(Stored data entries)
=== Begin Enclosure ===
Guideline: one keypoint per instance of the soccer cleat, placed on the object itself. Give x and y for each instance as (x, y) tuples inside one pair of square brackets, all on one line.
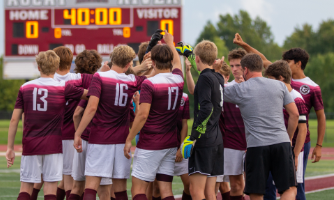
[(187, 147)]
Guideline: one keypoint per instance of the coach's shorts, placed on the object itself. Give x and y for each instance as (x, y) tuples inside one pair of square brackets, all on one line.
[(107, 160), (278, 159), (233, 161), (68, 155), (207, 160), (78, 170), (300, 169), (222, 178), (181, 168), (148, 163), (50, 165)]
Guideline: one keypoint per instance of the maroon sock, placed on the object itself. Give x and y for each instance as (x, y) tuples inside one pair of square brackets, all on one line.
[(90, 194), (74, 197), (186, 196), (50, 197), (226, 195), (68, 192), (156, 198), (121, 195), (60, 194), (140, 197), (23, 196), (34, 194), (169, 198), (241, 197)]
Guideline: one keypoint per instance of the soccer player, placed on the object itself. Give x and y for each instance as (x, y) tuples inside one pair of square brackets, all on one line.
[(108, 106), (63, 74), (222, 181), (311, 93), (43, 103), (206, 161), (280, 70), (160, 100), (268, 144), (87, 62)]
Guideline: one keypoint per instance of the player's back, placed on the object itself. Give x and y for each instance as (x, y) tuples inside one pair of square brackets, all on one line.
[(311, 94), (164, 93), (43, 103), (110, 124), (234, 137)]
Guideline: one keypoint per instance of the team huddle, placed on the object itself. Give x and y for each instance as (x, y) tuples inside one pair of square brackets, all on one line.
[(249, 136)]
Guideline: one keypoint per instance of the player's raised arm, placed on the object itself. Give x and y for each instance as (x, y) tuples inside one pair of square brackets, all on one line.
[(238, 40), (169, 39), (189, 78)]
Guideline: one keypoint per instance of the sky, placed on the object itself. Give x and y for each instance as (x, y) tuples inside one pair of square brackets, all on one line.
[(282, 16)]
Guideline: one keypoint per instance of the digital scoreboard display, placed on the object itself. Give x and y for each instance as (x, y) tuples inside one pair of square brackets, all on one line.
[(32, 26)]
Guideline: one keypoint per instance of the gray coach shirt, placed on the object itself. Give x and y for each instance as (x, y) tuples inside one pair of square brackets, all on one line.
[(261, 102)]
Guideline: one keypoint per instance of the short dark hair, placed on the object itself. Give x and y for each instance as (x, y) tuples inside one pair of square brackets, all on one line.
[(297, 54), (66, 56), (163, 56), (279, 68), (142, 51), (88, 61), (238, 53), (253, 62)]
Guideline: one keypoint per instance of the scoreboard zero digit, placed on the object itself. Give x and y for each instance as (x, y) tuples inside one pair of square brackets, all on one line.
=== End Enclosure ===
**Action item**.
Could you quote, exactly as they appear, the line containing "Guideline: one keypoint per instance of the short" and every line after it to the end of the records above?

**Answer space**.
Guideline: one keypoint per instance of the short dark hair, placed on the object itself. Give x and y for each instance as (x, y) tuples inside one pair of square brackets, all on one line.
[(297, 54), (66, 56), (163, 56), (279, 68), (142, 51), (88, 61), (238, 53), (253, 62)]
Guideline: one keypoint per instance of the scoreboard zero digit, placed on the object itself. Give x and y for each instance as (x, y) tuples inside one pair of square brackets, all on one line.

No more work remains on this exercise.